● Aim of the exercise:
Reproduce the data below verbatim, omitting the pictures.

● Supplied entries:
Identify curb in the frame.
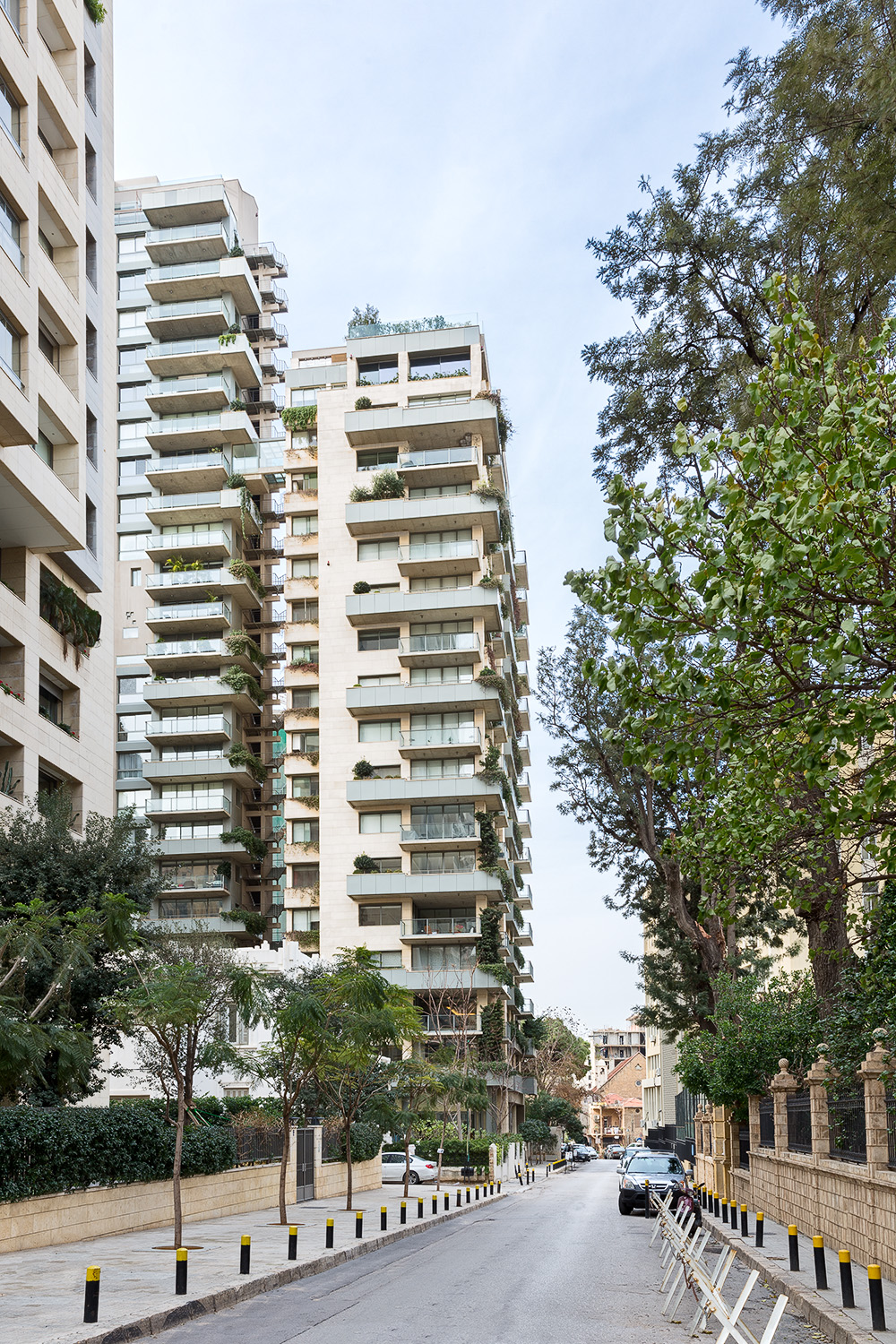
[71,1191,510,1344]
[704,1219,882,1344]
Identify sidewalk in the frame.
[702,1210,896,1344]
[0,1183,525,1344]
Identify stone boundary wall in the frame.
[0,1150,296,1252]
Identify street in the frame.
[152,1161,820,1344]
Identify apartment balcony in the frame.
[146,335,262,387]
[146,792,237,822]
[345,682,501,719]
[345,870,501,906]
[345,398,501,456]
[398,728,483,763]
[345,492,501,542]
[398,631,482,668]
[146,529,235,569]
[146,411,258,451]
[143,676,261,718]
[345,776,504,814]
[145,489,263,535]
[143,220,232,266]
[399,817,479,852]
[143,714,234,746]
[146,298,237,343]
[143,564,262,610]
[398,542,482,578]
[398,448,479,486]
[146,602,234,634]
[146,373,237,416]
[146,257,262,314]
[399,916,481,945]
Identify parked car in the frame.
[383,1153,438,1185]
[619,1152,688,1214]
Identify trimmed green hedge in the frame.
[0,1104,237,1202]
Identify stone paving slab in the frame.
[0,1183,525,1344]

● Answer for this exercise:
Identify curb in the frame.
[71,1191,510,1344]
[704,1219,882,1344]
Identify sidewalk in the frame.
[702,1210,896,1344]
[0,1183,525,1344]
Identify stone boundary wall in the frame.
[0,1150,296,1252]
Identify street in the frame.
[152,1161,820,1344]
Identify apartment balcony in the frame.
[146,335,262,387]
[146,792,237,822]
[345,682,501,719]
[345,870,501,906]
[345,398,501,456]
[398,728,483,763]
[345,492,501,542]
[398,631,482,668]
[146,529,235,569]
[146,411,258,451]
[143,676,261,718]
[345,776,504,814]
[145,489,263,535]
[143,220,232,266]
[399,817,479,852]
[143,714,234,746]
[146,298,237,343]
[143,564,262,610]
[398,542,482,578]
[398,448,479,486]
[146,602,234,634]
[146,373,237,416]
[146,257,262,314]
[399,916,481,945]
Identify parked car in the frame.
[383,1153,438,1185]
[619,1152,688,1214]
Identify trimmed green hedge in the frame.
[0,1104,237,1202]
Identify stone paving slab in the frame.
[0,1183,525,1344]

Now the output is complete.